Pick out each line of the entries below that contains the string "stanchion", and copy those lines. Matching is case-sensitive.

Position identification records:
%%
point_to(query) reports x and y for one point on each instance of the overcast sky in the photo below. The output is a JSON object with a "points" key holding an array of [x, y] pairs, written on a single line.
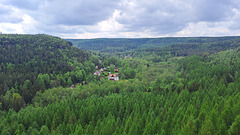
{"points": [[121, 18]]}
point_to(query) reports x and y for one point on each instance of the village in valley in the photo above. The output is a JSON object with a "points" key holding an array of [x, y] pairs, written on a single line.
{"points": [[110, 72]]}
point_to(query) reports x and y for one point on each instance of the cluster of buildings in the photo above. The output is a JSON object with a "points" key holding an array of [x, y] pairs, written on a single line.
{"points": [[105, 72]]}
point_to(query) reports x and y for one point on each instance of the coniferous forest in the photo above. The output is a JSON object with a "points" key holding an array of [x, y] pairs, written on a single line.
{"points": [[166, 86]]}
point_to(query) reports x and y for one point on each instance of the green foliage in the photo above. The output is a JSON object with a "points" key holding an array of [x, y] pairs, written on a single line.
{"points": [[37, 62], [158, 93]]}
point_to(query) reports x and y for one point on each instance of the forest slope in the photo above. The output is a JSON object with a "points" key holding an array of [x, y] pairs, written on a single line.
{"points": [[117, 45], [32, 62], [202, 98]]}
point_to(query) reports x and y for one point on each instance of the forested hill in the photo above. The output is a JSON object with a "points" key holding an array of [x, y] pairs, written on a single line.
{"points": [[126, 44], [34, 62]]}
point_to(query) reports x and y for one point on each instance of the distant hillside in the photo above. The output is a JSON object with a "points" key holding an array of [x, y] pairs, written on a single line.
{"points": [[126, 44], [35, 62]]}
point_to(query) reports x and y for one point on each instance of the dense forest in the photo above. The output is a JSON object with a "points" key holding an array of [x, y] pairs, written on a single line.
{"points": [[116, 45], [180, 88], [36, 62]]}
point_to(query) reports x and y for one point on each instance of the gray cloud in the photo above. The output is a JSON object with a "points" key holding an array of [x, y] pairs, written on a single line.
{"points": [[71, 12], [25, 4], [7, 15], [171, 16]]}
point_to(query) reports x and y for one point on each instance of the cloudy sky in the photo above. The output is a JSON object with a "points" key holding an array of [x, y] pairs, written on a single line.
{"points": [[121, 18]]}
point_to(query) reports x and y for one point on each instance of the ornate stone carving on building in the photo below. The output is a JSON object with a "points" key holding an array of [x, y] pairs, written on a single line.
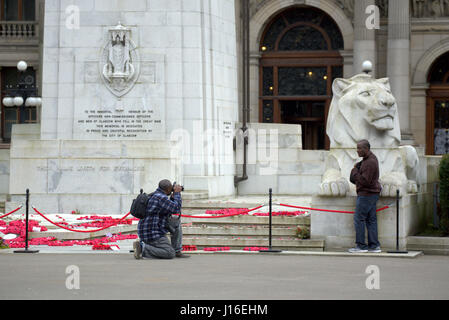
{"points": [[364, 108], [430, 8], [119, 61]]}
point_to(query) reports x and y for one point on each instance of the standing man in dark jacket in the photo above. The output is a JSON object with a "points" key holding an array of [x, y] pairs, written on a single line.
{"points": [[158, 222], [365, 175]]}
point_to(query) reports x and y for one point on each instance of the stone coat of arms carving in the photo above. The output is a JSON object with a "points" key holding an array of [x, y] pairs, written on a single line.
{"points": [[119, 63]]}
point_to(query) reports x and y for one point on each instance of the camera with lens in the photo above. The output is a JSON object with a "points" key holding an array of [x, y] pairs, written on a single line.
{"points": [[174, 184]]}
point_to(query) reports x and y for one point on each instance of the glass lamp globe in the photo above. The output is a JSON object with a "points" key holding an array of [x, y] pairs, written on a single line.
{"points": [[367, 66], [8, 102], [38, 101], [18, 101]]}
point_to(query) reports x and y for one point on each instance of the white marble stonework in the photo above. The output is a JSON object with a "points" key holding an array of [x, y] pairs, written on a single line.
{"points": [[364, 108], [116, 90]]}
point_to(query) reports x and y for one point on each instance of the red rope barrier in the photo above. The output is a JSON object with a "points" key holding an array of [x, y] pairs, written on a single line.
{"points": [[75, 230], [7, 214], [327, 210], [220, 216]]}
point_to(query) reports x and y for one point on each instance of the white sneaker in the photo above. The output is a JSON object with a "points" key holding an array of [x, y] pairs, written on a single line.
{"points": [[137, 246], [357, 250]]}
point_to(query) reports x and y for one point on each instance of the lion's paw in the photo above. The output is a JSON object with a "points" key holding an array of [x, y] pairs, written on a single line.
{"points": [[335, 188]]}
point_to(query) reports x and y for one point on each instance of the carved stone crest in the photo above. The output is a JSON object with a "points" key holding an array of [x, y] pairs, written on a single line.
{"points": [[119, 64]]}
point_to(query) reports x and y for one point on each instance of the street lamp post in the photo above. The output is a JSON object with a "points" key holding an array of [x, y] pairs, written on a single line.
{"points": [[23, 94]]}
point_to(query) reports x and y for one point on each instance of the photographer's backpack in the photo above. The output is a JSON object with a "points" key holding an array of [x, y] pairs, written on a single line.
{"points": [[139, 205]]}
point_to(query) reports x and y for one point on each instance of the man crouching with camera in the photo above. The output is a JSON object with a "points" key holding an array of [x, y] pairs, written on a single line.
{"points": [[158, 221]]}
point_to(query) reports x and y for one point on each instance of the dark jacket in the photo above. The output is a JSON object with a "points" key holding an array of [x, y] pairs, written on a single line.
{"points": [[365, 176]]}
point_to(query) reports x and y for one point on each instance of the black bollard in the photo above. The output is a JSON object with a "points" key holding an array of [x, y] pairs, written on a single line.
{"points": [[26, 226], [270, 225], [397, 226]]}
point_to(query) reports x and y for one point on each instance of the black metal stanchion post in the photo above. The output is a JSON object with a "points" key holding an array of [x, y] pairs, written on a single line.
{"points": [[270, 225], [397, 226], [26, 226]]}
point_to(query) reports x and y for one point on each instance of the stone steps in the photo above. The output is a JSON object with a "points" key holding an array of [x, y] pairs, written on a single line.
{"points": [[238, 243], [236, 232]]}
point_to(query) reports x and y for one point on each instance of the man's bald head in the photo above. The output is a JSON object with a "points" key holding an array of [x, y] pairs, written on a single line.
{"points": [[364, 143]]}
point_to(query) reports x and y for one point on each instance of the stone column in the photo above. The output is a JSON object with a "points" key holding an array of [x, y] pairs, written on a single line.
{"points": [[364, 38], [398, 60]]}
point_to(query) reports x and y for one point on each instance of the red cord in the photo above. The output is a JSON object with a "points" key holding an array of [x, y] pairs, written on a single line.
{"points": [[327, 210], [84, 231], [220, 216]]}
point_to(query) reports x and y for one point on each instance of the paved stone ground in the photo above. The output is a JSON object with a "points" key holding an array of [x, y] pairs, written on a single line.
{"points": [[221, 276]]}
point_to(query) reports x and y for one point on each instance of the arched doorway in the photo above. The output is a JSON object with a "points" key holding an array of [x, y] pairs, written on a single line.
{"points": [[299, 61], [437, 115]]}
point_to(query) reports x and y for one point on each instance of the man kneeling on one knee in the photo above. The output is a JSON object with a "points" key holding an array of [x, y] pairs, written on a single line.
{"points": [[158, 221]]}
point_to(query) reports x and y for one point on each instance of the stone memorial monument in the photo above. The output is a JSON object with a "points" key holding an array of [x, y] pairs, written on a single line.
{"points": [[137, 91]]}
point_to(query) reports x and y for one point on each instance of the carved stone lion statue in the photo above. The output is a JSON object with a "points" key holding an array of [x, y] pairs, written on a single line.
{"points": [[364, 108]]}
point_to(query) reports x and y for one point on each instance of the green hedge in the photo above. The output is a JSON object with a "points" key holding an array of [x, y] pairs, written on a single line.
{"points": [[443, 174]]}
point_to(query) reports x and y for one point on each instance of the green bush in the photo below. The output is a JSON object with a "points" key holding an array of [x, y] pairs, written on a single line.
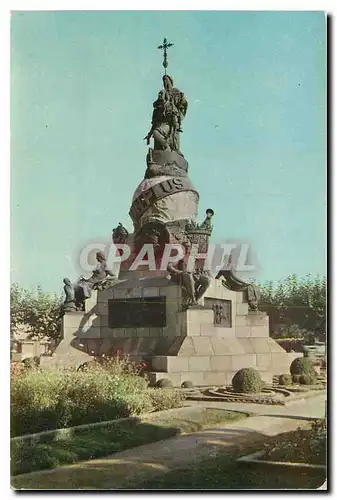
%%
# TASK SOLUTION:
point_to(query) reports x and y for one point on each instance of the black metal stanchion post in the photo above. The output is a JSON object with a "points" key holding an array of [x, y] pairs, written on a single line.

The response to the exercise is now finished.